§ REQUEST 1
Answer these questions using the career-advice replies below:
(a) How old is the writer of the first reply?
(b) For how many years has that writer been doing mainframe assembler?
(c) What does Ron suggest learning in order to broaden Tim's scope?
§ REQUEST 2
Name every programming language mentioned in the career-advice replies below.

§ TEXT SEGMENT
::::::
Condolences.. I'm just now working on finishing my Undergraduate degree (that I started 20 years ago) in CS. I'm 39 and have been doing mainframe assembler (with a little cobol) for the last 13 years, as well as web development over the past 2 years. Age is a factor, but you're still young... go for it... I think I'm doing it more to keep my kids from arguing against it. :roll: I'm taking Java and design classes (as well as the math although I still don't know why I need it )so that I'll be more in tune with the current programming wave ( I know why they call it OOP's now.. ) Good Luck!
Tim, the previous replies are all valid. You're definitely not too old, considering you have at least another 20 years of work (unless you become wealthy). I would consider going to a company that needs your mainframe skills but also use Java. You could get your foot in the door as a Cobol guy and perhaps after a year or so (once you've proven yourself) the company maybe willing to train you in Java. The advantage of this approach is you won't initially have to compete with other out of work Java developers - many of whom already have direct Java experience. I did something similiar myself. I started in configuration management and moved over to development after a year. I now have been developing the past 3 years. I would also consider broadening your scope. You may want to invest some time learning the .NET platform - learn C#. If you can get in early on the Microsoft.NET bandwagon, you may have more opportunities. Just my 2 cents. Ron.
::::::
§ DATASET CONTENT
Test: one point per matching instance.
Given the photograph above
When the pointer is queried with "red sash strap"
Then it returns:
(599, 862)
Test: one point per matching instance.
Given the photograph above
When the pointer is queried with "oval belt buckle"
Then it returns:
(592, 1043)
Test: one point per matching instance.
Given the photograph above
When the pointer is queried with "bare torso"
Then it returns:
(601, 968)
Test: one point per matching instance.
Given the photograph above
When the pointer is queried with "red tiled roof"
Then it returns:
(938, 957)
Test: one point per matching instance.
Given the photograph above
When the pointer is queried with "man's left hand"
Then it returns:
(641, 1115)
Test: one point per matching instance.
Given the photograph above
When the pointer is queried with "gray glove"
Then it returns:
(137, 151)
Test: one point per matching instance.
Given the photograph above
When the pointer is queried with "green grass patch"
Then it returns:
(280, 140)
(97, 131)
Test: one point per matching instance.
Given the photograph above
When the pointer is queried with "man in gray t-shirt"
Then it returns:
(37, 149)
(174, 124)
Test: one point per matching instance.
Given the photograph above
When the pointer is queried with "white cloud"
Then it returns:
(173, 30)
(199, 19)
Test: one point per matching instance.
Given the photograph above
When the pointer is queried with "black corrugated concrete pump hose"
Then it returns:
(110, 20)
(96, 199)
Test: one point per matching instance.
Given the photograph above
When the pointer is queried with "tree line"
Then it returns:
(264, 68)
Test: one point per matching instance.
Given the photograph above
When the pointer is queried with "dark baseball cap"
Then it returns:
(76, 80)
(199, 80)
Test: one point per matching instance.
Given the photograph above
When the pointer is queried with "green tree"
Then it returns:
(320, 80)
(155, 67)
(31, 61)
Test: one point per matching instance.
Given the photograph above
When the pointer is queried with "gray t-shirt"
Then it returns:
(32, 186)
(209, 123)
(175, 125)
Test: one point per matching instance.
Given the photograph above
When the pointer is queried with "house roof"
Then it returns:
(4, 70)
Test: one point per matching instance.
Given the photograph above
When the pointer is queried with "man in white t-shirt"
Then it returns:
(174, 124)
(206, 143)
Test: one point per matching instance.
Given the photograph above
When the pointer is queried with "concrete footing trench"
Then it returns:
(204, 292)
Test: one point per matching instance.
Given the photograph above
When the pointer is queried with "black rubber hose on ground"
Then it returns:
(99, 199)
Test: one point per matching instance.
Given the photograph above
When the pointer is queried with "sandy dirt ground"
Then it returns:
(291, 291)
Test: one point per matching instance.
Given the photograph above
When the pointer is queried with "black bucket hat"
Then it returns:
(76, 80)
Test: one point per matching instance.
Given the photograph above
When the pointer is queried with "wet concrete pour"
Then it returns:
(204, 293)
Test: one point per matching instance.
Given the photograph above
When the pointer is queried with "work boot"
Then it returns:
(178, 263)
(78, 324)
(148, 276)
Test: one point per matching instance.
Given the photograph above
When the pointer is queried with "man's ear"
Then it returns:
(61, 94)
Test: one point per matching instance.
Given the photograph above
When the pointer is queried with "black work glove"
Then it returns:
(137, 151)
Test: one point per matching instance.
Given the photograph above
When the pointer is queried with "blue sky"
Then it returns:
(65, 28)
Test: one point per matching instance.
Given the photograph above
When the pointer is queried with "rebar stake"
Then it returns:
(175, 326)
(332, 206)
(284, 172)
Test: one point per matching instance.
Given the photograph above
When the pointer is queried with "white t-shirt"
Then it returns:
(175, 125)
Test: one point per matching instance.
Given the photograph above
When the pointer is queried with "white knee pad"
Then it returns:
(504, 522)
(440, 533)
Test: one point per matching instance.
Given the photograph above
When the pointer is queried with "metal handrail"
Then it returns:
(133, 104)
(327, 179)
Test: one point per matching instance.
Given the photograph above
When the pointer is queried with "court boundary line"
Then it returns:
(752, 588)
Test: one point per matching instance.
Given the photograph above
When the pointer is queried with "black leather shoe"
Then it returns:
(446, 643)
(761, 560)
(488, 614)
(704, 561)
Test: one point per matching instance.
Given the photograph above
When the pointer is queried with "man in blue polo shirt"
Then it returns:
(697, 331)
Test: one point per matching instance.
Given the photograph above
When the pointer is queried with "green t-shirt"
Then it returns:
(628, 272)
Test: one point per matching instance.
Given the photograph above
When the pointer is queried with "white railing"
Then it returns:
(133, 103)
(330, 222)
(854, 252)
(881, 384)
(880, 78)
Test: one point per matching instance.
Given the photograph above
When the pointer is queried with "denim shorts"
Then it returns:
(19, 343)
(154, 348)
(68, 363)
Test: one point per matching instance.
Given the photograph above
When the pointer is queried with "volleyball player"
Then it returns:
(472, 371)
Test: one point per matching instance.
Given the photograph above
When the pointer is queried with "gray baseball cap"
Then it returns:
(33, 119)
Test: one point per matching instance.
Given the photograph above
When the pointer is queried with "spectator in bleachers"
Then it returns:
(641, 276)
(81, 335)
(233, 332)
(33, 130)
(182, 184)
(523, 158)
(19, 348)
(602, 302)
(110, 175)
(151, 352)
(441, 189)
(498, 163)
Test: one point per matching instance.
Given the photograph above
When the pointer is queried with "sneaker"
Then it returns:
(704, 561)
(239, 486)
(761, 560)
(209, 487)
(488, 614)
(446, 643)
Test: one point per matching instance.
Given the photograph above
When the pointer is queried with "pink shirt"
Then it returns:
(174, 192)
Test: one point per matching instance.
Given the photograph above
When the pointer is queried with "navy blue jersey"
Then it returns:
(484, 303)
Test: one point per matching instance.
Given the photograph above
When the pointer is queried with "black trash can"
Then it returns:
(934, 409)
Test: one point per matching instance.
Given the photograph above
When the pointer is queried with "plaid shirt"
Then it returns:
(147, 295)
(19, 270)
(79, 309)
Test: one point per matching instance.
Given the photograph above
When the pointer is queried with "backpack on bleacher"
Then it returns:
::::::
§ FULL ANSWER 1
(a) 39
(b) 13 years
(c) The .NET platform, specifically C#

§ FULL ANSWER 2
- Assembler (mainframe assembler)
- COBOL
- Java
- C#